* _Goal_:
Copy the lines below without any changes, starting with the line that contains "mark the region of every instance of the bread" and continuing through the line that contains "215], [259, 180]]".

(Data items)

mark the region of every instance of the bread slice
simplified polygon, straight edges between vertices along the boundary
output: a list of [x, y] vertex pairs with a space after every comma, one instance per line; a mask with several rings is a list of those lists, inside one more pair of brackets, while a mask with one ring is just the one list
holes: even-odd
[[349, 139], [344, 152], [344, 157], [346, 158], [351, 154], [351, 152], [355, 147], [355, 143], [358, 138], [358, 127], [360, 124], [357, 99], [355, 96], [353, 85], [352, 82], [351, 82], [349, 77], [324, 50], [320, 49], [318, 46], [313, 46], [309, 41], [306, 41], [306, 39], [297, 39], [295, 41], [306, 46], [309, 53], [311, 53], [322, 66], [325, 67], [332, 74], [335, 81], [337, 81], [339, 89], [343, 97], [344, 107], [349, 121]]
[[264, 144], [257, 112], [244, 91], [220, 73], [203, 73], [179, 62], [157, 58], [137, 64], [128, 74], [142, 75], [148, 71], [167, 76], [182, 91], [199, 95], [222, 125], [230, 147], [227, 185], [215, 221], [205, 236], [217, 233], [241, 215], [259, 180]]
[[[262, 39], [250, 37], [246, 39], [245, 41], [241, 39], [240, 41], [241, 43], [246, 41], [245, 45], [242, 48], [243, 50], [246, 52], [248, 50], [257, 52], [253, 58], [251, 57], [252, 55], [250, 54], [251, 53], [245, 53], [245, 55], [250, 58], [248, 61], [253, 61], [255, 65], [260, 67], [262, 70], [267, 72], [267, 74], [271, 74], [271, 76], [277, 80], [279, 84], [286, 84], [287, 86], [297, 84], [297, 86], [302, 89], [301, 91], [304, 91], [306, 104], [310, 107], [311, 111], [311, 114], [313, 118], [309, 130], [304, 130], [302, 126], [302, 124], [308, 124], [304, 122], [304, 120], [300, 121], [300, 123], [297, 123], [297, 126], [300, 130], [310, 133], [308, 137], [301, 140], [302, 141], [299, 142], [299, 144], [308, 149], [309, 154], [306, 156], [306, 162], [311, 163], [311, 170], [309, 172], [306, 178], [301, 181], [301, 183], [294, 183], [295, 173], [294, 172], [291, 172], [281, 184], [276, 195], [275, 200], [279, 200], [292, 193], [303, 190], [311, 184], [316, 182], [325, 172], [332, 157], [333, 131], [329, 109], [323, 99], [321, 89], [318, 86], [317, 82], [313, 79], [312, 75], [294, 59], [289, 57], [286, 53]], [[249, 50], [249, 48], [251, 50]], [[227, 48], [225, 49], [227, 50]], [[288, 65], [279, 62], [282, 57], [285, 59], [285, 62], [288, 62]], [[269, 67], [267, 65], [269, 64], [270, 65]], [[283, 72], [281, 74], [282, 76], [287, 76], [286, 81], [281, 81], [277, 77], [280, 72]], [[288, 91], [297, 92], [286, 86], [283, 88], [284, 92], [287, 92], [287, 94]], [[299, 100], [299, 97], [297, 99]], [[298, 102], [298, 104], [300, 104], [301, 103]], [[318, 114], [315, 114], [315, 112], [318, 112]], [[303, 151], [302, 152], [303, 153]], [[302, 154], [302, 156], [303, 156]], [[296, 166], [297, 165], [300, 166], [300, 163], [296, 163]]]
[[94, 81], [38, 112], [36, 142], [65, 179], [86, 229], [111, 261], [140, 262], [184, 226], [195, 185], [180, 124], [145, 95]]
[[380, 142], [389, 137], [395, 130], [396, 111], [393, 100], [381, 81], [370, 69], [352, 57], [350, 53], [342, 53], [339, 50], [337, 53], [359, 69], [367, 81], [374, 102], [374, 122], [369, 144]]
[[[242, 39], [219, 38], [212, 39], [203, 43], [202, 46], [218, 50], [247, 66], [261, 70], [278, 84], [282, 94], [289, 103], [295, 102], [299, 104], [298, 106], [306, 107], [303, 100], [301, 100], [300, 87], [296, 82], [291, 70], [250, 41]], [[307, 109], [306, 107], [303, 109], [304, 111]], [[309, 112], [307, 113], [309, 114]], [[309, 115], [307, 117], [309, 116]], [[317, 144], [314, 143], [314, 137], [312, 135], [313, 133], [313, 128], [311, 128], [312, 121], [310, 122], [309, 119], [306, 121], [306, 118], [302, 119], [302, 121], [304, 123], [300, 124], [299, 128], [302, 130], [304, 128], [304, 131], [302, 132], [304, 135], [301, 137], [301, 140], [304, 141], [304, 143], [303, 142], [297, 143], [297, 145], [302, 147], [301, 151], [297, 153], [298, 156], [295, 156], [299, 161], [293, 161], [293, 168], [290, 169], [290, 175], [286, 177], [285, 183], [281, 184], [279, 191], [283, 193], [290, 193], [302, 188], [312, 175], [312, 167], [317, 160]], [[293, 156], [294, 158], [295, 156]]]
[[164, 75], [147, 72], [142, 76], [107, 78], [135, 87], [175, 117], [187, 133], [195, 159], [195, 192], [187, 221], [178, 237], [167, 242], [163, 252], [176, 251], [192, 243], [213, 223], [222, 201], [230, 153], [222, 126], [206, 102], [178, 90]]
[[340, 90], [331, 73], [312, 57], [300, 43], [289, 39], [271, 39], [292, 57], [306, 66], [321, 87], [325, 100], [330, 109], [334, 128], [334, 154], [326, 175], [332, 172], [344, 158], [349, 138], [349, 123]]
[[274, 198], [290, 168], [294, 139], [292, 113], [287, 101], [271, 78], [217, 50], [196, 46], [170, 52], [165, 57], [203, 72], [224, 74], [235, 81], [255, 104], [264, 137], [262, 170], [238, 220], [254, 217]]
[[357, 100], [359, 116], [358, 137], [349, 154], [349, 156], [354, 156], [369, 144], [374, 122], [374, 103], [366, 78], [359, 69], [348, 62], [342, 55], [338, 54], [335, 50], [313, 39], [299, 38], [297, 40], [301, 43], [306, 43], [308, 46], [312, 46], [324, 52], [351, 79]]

==

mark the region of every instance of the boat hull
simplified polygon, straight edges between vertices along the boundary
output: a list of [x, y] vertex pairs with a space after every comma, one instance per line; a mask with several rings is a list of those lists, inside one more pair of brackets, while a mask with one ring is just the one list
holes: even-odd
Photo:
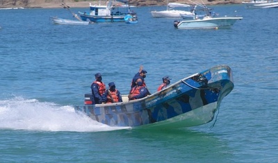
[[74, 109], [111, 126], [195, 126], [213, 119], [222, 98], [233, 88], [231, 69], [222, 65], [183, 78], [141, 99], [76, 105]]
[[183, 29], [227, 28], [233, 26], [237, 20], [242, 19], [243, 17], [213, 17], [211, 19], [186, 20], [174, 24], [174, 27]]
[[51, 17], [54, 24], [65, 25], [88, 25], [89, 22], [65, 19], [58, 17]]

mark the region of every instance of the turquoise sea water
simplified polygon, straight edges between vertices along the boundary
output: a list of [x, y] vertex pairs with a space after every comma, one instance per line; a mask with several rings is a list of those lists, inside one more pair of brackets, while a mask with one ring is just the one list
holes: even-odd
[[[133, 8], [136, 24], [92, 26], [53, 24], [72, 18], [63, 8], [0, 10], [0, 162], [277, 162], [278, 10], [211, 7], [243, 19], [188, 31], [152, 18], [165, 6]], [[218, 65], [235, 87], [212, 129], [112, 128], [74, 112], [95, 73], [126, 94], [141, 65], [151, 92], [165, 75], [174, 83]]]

* _The completed task_:
mark the region of every instance of the bread slice
simplified polygon, straight edges between vertices along the boundary
output: a list of [x, y] vertex pairs with a space after every comma, one instance per line; a mask with several rings is a list of those lists, inside one more pair of brackets, while a mask with one ring is just the one list
holes: even-odd
[[349, 139], [344, 152], [344, 157], [346, 158], [351, 154], [351, 152], [355, 147], [355, 143], [358, 138], [358, 127], [360, 124], [357, 99], [355, 96], [353, 85], [352, 82], [351, 82], [349, 77], [324, 50], [320, 49], [318, 46], [313, 46], [309, 41], [306, 41], [306, 39], [297, 39], [295, 41], [306, 46], [309, 53], [311, 53], [322, 66], [325, 67], [332, 74], [335, 81], [337, 81], [339, 89], [343, 97], [344, 107], [349, 121]]
[[264, 144], [257, 112], [244, 91], [220, 73], [203, 73], [179, 62], [157, 58], [137, 64], [128, 74], [142, 75], [148, 71], [167, 76], [182, 91], [199, 95], [222, 125], [230, 147], [227, 185], [215, 221], [205, 236], [217, 233], [241, 215], [259, 180]]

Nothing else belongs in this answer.